What needs to be done: Write the listing out again, all of it, word for word.

Raw data:

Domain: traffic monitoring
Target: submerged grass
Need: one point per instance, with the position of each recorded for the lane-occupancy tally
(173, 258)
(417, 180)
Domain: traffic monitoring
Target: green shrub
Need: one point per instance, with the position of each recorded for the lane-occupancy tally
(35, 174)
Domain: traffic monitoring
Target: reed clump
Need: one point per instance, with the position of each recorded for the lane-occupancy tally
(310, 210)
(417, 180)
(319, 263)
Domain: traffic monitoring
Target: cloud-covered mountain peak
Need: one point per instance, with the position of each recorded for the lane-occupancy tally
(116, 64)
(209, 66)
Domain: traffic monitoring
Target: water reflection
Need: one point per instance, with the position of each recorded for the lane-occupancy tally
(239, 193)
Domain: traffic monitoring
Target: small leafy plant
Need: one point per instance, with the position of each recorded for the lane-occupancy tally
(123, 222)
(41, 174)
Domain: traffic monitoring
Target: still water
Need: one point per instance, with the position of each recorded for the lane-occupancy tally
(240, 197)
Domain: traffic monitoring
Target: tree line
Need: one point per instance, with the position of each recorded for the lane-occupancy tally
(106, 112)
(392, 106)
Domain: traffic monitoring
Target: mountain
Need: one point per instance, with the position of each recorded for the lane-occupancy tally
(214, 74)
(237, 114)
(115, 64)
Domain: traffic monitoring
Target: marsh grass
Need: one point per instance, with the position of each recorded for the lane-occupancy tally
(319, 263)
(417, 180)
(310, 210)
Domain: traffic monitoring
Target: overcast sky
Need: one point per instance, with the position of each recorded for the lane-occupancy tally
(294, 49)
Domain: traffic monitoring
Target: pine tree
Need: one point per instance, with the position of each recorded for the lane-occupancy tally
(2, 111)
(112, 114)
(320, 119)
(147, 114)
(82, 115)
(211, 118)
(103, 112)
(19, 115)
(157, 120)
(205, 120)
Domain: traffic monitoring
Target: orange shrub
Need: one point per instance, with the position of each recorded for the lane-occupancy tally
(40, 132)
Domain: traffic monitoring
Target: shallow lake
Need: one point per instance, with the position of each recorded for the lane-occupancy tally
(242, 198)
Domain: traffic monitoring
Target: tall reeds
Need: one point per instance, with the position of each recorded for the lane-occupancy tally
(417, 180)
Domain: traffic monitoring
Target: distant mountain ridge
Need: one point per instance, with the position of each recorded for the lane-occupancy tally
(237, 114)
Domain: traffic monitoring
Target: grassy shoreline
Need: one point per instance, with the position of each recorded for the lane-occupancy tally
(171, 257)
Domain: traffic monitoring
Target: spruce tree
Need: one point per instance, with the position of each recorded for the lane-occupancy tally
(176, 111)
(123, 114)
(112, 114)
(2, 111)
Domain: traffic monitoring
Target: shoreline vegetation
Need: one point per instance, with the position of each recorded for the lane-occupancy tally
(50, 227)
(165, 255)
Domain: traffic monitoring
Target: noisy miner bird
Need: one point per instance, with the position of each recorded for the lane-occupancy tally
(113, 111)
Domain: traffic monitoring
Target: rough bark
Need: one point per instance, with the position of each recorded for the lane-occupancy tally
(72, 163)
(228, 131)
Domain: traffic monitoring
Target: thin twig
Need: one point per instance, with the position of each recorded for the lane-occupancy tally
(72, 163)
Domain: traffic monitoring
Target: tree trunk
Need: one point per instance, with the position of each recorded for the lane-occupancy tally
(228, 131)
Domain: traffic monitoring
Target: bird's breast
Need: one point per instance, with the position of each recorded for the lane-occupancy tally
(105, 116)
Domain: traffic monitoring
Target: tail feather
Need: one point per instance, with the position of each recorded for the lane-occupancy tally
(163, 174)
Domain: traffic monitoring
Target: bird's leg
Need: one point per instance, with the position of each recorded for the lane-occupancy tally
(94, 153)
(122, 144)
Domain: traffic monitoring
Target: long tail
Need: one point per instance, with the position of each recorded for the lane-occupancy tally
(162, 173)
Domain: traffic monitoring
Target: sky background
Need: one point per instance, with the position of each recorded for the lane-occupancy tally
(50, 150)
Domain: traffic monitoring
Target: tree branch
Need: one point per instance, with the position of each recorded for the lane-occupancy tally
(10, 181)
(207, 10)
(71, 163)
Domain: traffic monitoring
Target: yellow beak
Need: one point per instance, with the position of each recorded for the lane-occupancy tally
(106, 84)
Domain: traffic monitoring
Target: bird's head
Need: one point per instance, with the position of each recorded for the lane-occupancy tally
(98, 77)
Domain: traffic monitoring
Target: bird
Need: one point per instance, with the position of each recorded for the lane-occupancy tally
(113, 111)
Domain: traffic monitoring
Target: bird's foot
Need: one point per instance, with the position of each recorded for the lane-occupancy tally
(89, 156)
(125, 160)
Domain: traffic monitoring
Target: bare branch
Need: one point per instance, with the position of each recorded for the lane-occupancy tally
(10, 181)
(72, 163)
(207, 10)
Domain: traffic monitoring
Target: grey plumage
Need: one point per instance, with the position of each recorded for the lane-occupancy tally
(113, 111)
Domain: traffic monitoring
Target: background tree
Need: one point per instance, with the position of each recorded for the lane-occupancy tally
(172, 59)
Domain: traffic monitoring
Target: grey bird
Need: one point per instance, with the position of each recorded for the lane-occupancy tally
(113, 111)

Response below:
Domain: traffic monitoring
Target: submerged grass
Need: one point per instance, with the position of each recorded for the lane-occupancy tally
(173, 258)
(417, 180)
Domain: traffic monitoring
Target: green shrub
Need: one point per instance, with the position of each recorded for the lane-occupancy tally
(35, 174)
Domain: traffic monitoring
Target: reed clump
Need: one point per instance, with the position of each recorded for the lane-occupancy tally
(310, 210)
(417, 180)
(319, 263)
Domain: traffic monitoring
Target: cloud-covered mountain peak
Need: one point per instance, with the position of each recorded for the lane-occupancy tally
(116, 64)
(209, 66)
Domain: traffic monitoring
Target: water reflection
Need: one point per instance, with the position of each recorded for the lane-occupancy tally
(239, 193)
Domain: traffic monitoring
Target: small leafy plant
Need: one point per instance, with the position of each recorded for the lane-occupancy tally
(123, 222)
(41, 174)
Domain: traffic monitoring
Target: still water
Need: one point per instance, with the position of each recorded for the lane-occupancy tally
(240, 197)
Domain: traffic monitoring
Target: tree line
Need: one point per instance, with the position of each recorded for the lane-occupancy tally
(106, 112)
(392, 106)
Domain: traffic monitoring
Target: mountain
Need: one point per instance, with the position of each recorded for the lane-occupancy tally
(214, 74)
(237, 114)
(115, 64)
Domain: traffic monitoring
Target: marsh grass
Need: one point per instance, with the position of each recorded for the lane-occupancy tally
(319, 263)
(417, 180)
(310, 210)
Domain: traffic monitoring
Target: overcast sky
Need: one point per instance, with the position of each recorded for the lane-occupancy tally
(294, 49)
Domain: traffic monitoring
Target: pine tree
Need: one point per instance, with the position of each recorded for the lane-occupancy tally
(2, 111)
(112, 114)
(320, 119)
(147, 114)
(82, 115)
(211, 118)
(103, 112)
(19, 115)
(157, 120)
(205, 120)
Domain: traffic monitoring
Target: orange shrub
Need: one point per instance, with the position of each recorded for the lane-occupancy tally
(40, 132)
Domain: traffic monitoring
Target: shallow lake
Need: one point per instance, with the position of each recorded for the lane-occupancy tally
(242, 198)
Domain: traffic monitoring
Target: tall reeds
Need: one point per instance, with the position of each recorded for the lane-occupancy tally
(417, 180)
Domain: traffic monitoring
Target: distant mountain ridge
Need: one point per instance, with the position of each recorded for the lane-occupancy tally
(237, 114)
Domain: traffic monitoring
Target: grassy shoreline
Need: one point per instance, with the position of each recorded for the lane-occupancy tally
(171, 257)
Domain: traffic monitoring
Target: spruce tree
Need: one point per instance, with the position of each recorded for the lane-occupancy tally
(176, 111)
(123, 114)
(112, 114)
(2, 111)
Domain: traffic monitoring
Target: shoreline vegetation
Need: one point per instance, with the position of each recorded for the lane-occupancy tally
(50, 227)
(165, 255)
Domain: traffic monitoring
Target: noisy miner bird
Need: one point per instance, with the position of each recorded for the lane-occupancy tally
(113, 111)
Domain: traffic monitoring
Target: rough bark
Need: one point per instance, with the position of each recorded for the lane-occupancy tally
(72, 163)
(228, 131)
Domain: traffic monitoring
Target: thin twig
Need: one point per instance, with the position of each recorded for the lane-occupancy tally
(72, 163)
Domain: traffic monitoring
Target: tree trunk
Need: one point per instance, with the position of each recorded for the lane-occupancy tally
(228, 131)
Domain: traffic monitoring
Target: bird's breast
Need: one point per instance, with the position of each recorded for the lane-occupancy tally
(105, 116)
Domain: traffic monitoring
Target: tail feather
Need: one point per instance, with the position of each recorded for the lane-occupancy tally
(163, 174)
Domain: traffic monitoring
Target: bird's leg
Need: one point per instance, with the position of each recorded for the lane-occupancy tally
(94, 153)
(122, 144)
Domain: traffic monitoring
Target: long tail
Need: one point per instance, with the position of each recorded for the lane-occupancy tally
(162, 173)
Domain: traffic monitoring
Target: sky background
Need: one point per instance, with the position of each recorded for the lane-occupancy tally
(50, 150)
Domain: traffic monitoring
Target: tree branch
Need: one point per instance, with the position of each recorded for the lane-occupancy tally
(10, 181)
(207, 10)
(71, 163)
Domain: traffic monitoring
Target: yellow beak
Need: one point per instance, with the position of each recorded for the lane-occupancy tally
(106, 84)
Domain: traffic monitoring
Target: bird's head
Need: one point per instance, with the position of each recorded for the lane-occupancy tally
(98, 77)
Domain: traffic monitoring
Target: bird
Need: one point per instance, with the position of each recorded for the lane-occupancy tally
(113, 111)
Domain: traffic monitoring
Target: bird's foot
Need: one point per instance, with the position of each recorded for the lane-occupancy tally
(89, 156)
(125, 160)
Domain: traffic monitoring
Target: bare branch
Need: one point per instance, with the position of each recorded for the lane-occupancy tally
(10, 181)
(72, 163)
(207, 10)
Domain: traffic monitoring
Target: grey plumage
Need: one point per instance, with the position of each recorded for the lane-occupancy tally
(113, 111)
Domain: traffic monitoring
Target: background tree
Need: one point per instance, with the position of each recorded for the lane-occupancy tally
(172, 59)
Domain: traffic monitoring
Target: grey bird
Need: one point per instance, with the position of each recorded for the lane-occupancy tally
(113, 111)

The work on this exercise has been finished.